### THE REQUEST:
Rename "flow-rate study" to "terrain survey" everywhere in the data below, and write the data out again with nothing else changed.
— START STORED RECORDS —
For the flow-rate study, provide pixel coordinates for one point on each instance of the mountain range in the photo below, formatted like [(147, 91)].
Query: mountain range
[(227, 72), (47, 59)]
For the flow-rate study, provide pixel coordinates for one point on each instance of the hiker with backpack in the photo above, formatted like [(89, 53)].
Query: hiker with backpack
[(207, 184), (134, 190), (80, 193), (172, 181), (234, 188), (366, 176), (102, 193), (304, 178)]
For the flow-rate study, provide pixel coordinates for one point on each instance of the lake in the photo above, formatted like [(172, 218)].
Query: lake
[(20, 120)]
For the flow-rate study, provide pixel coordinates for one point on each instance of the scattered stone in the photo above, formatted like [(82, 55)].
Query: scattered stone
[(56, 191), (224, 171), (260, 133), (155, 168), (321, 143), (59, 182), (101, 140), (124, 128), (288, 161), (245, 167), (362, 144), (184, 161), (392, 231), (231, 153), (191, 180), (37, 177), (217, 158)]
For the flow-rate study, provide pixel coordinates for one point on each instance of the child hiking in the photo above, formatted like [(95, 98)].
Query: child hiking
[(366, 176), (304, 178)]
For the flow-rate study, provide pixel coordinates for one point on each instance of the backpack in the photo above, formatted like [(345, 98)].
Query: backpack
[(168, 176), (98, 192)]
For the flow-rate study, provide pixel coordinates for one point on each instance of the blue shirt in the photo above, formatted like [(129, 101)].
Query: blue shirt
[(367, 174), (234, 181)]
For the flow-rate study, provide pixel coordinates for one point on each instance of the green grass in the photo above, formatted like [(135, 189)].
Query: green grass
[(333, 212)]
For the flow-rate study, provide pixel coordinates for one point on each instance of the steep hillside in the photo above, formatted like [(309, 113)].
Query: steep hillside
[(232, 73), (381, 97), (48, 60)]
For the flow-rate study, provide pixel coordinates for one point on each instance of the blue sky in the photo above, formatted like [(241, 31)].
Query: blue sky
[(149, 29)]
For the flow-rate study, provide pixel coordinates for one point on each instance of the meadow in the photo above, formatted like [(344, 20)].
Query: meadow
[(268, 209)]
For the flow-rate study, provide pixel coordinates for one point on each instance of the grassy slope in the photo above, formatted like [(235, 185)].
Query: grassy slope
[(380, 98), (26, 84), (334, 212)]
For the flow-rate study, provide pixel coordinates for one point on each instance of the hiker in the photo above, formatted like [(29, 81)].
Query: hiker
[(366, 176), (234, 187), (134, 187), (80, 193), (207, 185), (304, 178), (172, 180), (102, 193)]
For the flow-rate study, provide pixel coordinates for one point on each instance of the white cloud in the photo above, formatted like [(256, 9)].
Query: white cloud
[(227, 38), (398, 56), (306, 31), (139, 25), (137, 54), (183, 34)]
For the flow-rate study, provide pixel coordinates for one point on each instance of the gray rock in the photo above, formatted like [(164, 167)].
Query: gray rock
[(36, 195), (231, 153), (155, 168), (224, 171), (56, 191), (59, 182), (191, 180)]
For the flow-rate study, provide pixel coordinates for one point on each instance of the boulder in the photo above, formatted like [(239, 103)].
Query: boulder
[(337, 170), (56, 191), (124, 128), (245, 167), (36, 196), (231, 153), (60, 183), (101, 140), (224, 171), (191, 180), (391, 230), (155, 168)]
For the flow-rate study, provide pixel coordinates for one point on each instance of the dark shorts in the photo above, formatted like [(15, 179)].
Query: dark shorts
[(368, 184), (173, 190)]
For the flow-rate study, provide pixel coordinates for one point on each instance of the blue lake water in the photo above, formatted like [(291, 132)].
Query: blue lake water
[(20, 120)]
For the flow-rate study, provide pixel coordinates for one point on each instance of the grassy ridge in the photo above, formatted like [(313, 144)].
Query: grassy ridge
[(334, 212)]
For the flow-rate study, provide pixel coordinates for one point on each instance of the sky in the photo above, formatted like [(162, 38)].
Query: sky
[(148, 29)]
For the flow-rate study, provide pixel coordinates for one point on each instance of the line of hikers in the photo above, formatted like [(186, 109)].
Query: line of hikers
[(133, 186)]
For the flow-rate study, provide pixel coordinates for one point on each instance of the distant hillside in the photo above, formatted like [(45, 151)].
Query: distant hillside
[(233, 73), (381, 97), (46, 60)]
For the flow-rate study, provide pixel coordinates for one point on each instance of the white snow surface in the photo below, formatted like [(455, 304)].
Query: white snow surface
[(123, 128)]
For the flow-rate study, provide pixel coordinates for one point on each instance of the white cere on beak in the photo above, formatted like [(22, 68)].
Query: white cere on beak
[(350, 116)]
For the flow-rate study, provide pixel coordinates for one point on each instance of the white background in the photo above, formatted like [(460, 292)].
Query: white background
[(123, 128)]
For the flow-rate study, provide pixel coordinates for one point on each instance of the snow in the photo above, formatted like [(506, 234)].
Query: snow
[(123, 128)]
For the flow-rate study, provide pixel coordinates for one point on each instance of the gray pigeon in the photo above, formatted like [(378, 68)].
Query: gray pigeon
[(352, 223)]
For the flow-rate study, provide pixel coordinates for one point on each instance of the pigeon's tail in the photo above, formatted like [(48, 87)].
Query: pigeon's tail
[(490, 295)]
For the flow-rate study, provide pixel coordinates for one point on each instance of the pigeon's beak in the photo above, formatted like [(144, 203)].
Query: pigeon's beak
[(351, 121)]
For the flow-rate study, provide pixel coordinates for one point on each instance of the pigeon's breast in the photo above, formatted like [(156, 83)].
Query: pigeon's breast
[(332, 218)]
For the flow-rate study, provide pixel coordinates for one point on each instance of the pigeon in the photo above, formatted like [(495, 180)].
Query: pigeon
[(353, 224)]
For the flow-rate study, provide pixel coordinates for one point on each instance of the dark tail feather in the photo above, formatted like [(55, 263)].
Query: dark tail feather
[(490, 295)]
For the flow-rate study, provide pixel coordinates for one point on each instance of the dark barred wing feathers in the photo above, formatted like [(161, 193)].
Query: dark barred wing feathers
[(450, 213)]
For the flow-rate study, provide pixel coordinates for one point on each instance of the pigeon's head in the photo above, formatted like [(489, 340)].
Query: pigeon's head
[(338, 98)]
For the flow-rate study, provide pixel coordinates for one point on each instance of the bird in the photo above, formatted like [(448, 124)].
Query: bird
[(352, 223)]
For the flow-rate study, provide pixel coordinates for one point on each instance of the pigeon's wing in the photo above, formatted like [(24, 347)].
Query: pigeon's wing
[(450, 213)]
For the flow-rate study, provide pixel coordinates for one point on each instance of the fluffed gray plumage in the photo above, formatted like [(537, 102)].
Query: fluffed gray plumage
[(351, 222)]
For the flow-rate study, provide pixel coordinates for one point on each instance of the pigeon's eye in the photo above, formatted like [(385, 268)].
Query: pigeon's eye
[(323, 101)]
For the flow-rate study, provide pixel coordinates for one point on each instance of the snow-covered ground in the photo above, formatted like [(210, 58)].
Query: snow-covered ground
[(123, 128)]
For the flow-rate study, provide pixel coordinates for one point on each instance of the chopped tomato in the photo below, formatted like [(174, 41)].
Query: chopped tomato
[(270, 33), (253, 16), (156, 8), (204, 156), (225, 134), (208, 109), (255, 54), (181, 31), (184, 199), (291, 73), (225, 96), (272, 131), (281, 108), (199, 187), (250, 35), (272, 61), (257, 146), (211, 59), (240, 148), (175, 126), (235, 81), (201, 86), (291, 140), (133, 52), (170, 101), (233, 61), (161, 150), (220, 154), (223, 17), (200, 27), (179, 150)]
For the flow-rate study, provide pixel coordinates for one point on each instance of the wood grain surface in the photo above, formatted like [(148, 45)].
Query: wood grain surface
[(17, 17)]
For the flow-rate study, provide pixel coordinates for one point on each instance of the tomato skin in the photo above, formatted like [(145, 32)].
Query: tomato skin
— END STORED RECORDS —
### THE RESPONSE:
For the terrain survey, provide pixel coordinates for one point on each instance of the mountain range in the photo below, formatted like [(147, 91)].
Query: mountain range
[(227, 72), (47, 59)]
For the terrain survey, provide pixel coordinates for one point on each instance of the hiker with backpack in the photo above, formatted like [(89, 53)].
Query: hiker with backpack
[(207, 184), (134, 190), (80, 193), (172, 181), (234, 188), (366, 176), (102, 193), (304, 178)]
For the terrain survey, provide pixel coordinates for one point on each instance of the lake in the photo above, formatted like [(172, 218)].
Query: lake
[(20, 120)]
For the terrain survey, provide pixel coordinates for one point on each instance of the scattered stone in the photo above, formatted like [(82, 55)].
Query: scattered stone
[(56, 191), (224, 171), (260, 133), (155, 168), (321, 143), (59, 182), (101, 140), (124, 128), (288, 161), (245, 167), (362, 144), (184, 161), (392, 231), (231, 153), (191, 180), (37, 177), (217, 158)]
For the terrain survey, provide pixel coordinates for one point on each instance of the child hiking in the photo above, formatted like [(95, 98)].
Query: child hiking
[(366, 176), (304, 178)]
For the terrain survey, provide pixel coordinates for one point on each instance of the backpack in the photo above, formatted like [(345, 98)].
Query: backpack
[(168, 176), (98, 192)]
For the terrain survey, provide pixel coordinates for one point on each instance of the blue shirt in the photo above, formatted like [(129, 101)].
Query: blue shirt
[(367, 174), (234, 181)]
For the terrain survey, provide pixel coordinates for one point on each instance of the green grass in the photo above, formatted like [(135, 189)].
Query: green grass
[(333, 212)]
For the terrain survey, provide pixel coordinates for one point on each instance of the steep hillside in the photo above, formatted like [(309, 113)].
Query: steep hillside
[(232, 73), (381, 97), (48, 60)]
For the terrain survey, provide pixel coordinates for one point on each instance of the blue sky in the photo above, formatted like [(241, 31)].
Query: blue sky
[(149, 29)]
For the terrain survey, provide pixel coordinates for one point on each instance of the meadow in the photo above, formatted like [(344, 20)].
Query: meadow
[(268, 209)]
For the terrain survey, provide pixel coordinates for one point on each instance of the grassy slope in the photo above, formatted like [(235, 185)].
Query: grassy slope
[(380, 98), (26, 84), (334, 212)]
For the terrain survey, provide pixel coordinates for one point on each instance of the hiker in the photo above, formatted like [(29, 81)].
Query: hiker
[(366, 176), (234, 187), (134, 187), (80, 193), (207, 185), (304, 178), (172, 180), (102, 193)]
For the terrain survey, provide pixel coordinates for one point on each instance of the white cloud in the photo above, formatted like [(256, 9)].
Query: white cloud
[(227, 38), (398, 56), (306, 31), (139, 25), (137, 54), (183, 34)]
For the terrain survey, provide pixel coordinates for one point on each instance of the gray rock in the photo above, formatted like [(164, 167)].
Query: gray rock
[(36, 195), (231, 153), (155, 168), (224, 171), (56, 191), (59, 182), (191, 180)]
For the terrain survey, provide pixel coordinates for one point on each instance of the boulder in the photo above, formatted like [(239, 103)].
Query: boulder
[(337, 170), (56, 191), (124, 128), (245, 167), (36, 196), (231, 153), (60, 183), (101, 140), (224, 171), (191, 180), (391, 230), (155, 168)]
For the terrain survey, provide pixel coordinates for one point on each instance of the dark shorts in the photo above, formatted like [(15, 179)].
Query: dark shorts
[(368, 184), (173, 190)]
For the terrain survey, provide pixel coordinates for one point on each instance of the blue lake water in the photo above, formatted like [(291, 132)].
Query: blue lake water
[(20, 120)]
For the terrain survey, provide pixel coordinates for one point on each instance of the grassy ridge in the photo above, formatted like [(313, 144)].
Query: grassy ridge
[(334, 212)]
For the terrain survey, provide pixel coordinates for one point on each instance of the sky in the photo above, formatted like [(162, 38)].
Query: sky
[(148, 29)]
For the terrain survey, provide pixel coordinates for one point on each instance of the line of hikers in the photo above, formatted like [(186, 109)].
Query: line of hikers
[(133, 186)]
For the terrain survey, provide pixel coordinates for one point on each instance of the distant hillside in the photo above, formatted like [(45, 151)].
Query: distant hillside
[(233, 73), (381, 97), (46, 60)]
For the terrain survey, provide pixel coordinates for one point on each instance of the white snow surface in the photo below, formatted like [(455, 304)].
Query: white snow surface
[(123, 128)]
For the terrain survey, provide pixel coordinates for one point on each instance of the white cere on beak in the photo above, formatted like [(22, 68)].
Query: white cere on beak
[(350, 116)]
For the terrain survey, provide pixel coordinates for one point on each instance of the white background in the photo above, formatted like [(460, 292)].
Query: white background
[(123, 128)]
For the terrain survey, provide pixel coordinates for one point on each instance of the snow in the photo above, formatted like [(506, 234)].
Query: snow
[(123, 128)]
For the terrain survey, provide pixel coordinates for one point on each instance of the gray pigeon in the photo above, formatted like [(378, 68)].
Query: gray pigeon
[(352, 223)]
For the terrain survey, provide pixel coordinates for one point on each instance of the pigeon's tail in the photo above, formatted like [(48, 87)].
Query: pigeon's tail
[(490, 295)]
For the terrain survey, provide pixel coordinates for one point on each instance of the pigeon's beak in the photo above, formatted like [(144, 203)].
Query: pigeon's beak
[(351, 121)]
For the terrain survey, provide pixel coordinates for one point on each instance of the pigeon's breast in the photo above, formatted like [(156, 83)].
Query: pigeon's breast
[(332, 218)]
For the terrain survey, provide pixel coordinates for one point on each instance of the pigeon in the photo above, formatted like [(495, 180)].
Query: pigeon
[(353, 224)]
For the terrain survey, provide pixel coordinates for one point on each instance of the dark tail feather in the photo above, formatted like [(55, 263)].
Query: dark tail feather
[(490, 295)]
For the terrain survey, provide pixel coordinates for one point on each instance of the dark barred wing feathers in the photo above, formatted like [(161, 193)].
Query: dark barred wing feathers
[(450, 213)]
For the terrain survey, provide pixel coordinates for one point on each instance of the pigeon's head in the photo above, formatted like [(489, 340)].
Query: pigeon's head
[(338, 98)]
For the terrain survey, provide pixel coordinates for one point on each instance of the bird in the photo above, formatted like [(448, 124)].
Query: bird
[(352, 223)]
For the terrain survey, provide pixel coordinates for one point on each instance of the pigeon's wing in the photo above, formatted like [(24, 347)].
Query: pigeon's wing
[(450, 213)]
For the terrain survey, provide pixel coordinates for one point on each instance of the fluffed gray plumage in the photo above, formatted like [(537, 102)].
Query: fluffed gray plumage
[(351, 222)]
For the terrain survey, provide pixel coordinates for one point on each instance of the pigeon's eye in the photo above, formatted like [(385, 268)].
Query: pigeon's eye
[(323, 101)]
For the terrain survey, provide pixel coordinates for one point on each instance of the snow-covered ground in the photo above, formatted like [(210, 58)].
Query: snow-covered ground
[(123, 128)]
For the terrain survey, provide pixel coordinates for one point on each instance of the chopped tomato in the photo below, formatted like [(174, 41)].
Query: chopped tomato
[(270, 33), (253, 16), (156, 8), (204, 156), (225, 134), (208, 109), (255, 54), (181, 31), (184, 199), (291, 73), (225, 96), (272, 131), (281, 108), (199, 187), (250, 35), (272, 61), (257, 146), (211, 59), (240, 148), (175, 126), (235, 81), (201, 86), (291, 140), (133, 52), (170, 101), (233, 61), (161, 150), (220, 154), (223, 17), (200, 27), (179, 150)]
For the terrain survey, provide pixel coordinates for one point on each instance of the wood grain surface in the photo above, formatted like [(148, 45)].
Query: wood grain surface
[(17, 17)]
For the terrain survey, provide pixel coordinates for one point on each instance of the tomato skin in the photo above, formatted like [(145, 32)].
Query: tomato skin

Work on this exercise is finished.